═════ TASK INPUT
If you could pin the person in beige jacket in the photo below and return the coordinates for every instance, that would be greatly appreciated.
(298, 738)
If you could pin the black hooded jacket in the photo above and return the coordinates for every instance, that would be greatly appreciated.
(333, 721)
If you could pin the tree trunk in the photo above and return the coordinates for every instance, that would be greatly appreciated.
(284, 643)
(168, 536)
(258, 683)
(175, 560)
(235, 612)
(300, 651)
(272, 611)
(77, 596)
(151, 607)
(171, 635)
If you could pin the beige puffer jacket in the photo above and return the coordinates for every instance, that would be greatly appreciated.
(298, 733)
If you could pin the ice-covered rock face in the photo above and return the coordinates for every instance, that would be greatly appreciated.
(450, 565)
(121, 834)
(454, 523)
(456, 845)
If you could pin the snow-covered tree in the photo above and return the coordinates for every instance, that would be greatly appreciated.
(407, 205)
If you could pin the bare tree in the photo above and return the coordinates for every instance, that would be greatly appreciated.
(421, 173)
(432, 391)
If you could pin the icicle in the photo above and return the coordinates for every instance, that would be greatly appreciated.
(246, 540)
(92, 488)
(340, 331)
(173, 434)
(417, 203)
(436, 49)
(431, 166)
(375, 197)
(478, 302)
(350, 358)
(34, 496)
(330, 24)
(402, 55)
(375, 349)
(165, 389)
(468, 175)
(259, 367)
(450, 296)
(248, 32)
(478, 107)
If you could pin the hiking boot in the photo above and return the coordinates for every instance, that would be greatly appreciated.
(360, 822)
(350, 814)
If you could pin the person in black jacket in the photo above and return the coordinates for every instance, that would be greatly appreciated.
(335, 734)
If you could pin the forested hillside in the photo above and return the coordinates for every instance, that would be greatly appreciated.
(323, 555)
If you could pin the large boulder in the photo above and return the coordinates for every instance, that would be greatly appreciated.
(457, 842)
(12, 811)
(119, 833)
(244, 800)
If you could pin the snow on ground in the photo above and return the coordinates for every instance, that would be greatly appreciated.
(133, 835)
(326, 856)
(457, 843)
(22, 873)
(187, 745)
══════════
◆ REQUEST
Transcribe the entire listing above precisely.

◆ TASK RESPONSE
If you could pin the person in beige jacket in the photo below and return the coordinates for every instance, that would be greatly appreciated.
(298, 738)
If you could pin the black hooded jacket in the photo above and return the coordinates for every instance, that would be greatly appreciated.
(333, 721)
If you could pin the tree trunk in the photo above and return the coordinates for every instance, that would be greatly appreciated.
(284, 643)
(168, 536)
(258, 683)
(175, 560)
(235, 612)
(300, 651)
(272, 611)
(77, 596)
(151, 607)
(171, 635)
If you could pin the beige puffer jacket in the photo above and return the coordinates for every instance, that would be greatly appreciated.
(298, 733)
If you could pin the ice-covered rock face in the photo above and return the coordinates for every instance, that would be greatly appreciated.
(450, 565)
(121, 834)
(454, 523)
(456, 845)
If you could pin the snow-covered tree in the photo above and return the coordinates for every instance, that would be greatly appreciated.
(407, 205)
If you could pin the bare tree in the photo above and return the coordinates for every instance, that would be greatly appreciated.
(421, 173)
(432, 391)
If you could pin the icicle in the photo above and return the coordinates for every instance, that would be greatly appreciated.
(246, 540)
(92, 488)
(340, 331)
(173, 434)
(417, 203)
(436, 49)
(431, 166)
(375, 197)
(478, 302)
(350, 358)
(34, 496)
(330, 24)
(402, 55)
(375, 349)
(165, 389)
(468, 175)
(259, 367)
(450, 296)
(248, 32)
(478, 107)
If you could pin the hiking boot in the photo above and return the coordinates for every instance, that would be greatly appreciated.
(360, 822)
(350, 814)
If you could pin the person in black jacket in the photo above and return the coordinates for every instance, that would be greatly appreciated.
(335, 734)
If you could pin the forested hillside in the photo above and return the coordinates for every instance, that would be greatly appreciated.
(323, 555)
If you could pin the large boulder in the photo above and return the coordinates for every instance, that would be greatly appreciated.
(457, 842)
(12, 811)
(119, 833)
(244, 800)
If you could pin the snow on ground in the photo above and return the coordinates for every instance, that would be greatly appreciated.
(133, 835)
(326, 856)
(457, 843)
(22, 873)
(187, 745)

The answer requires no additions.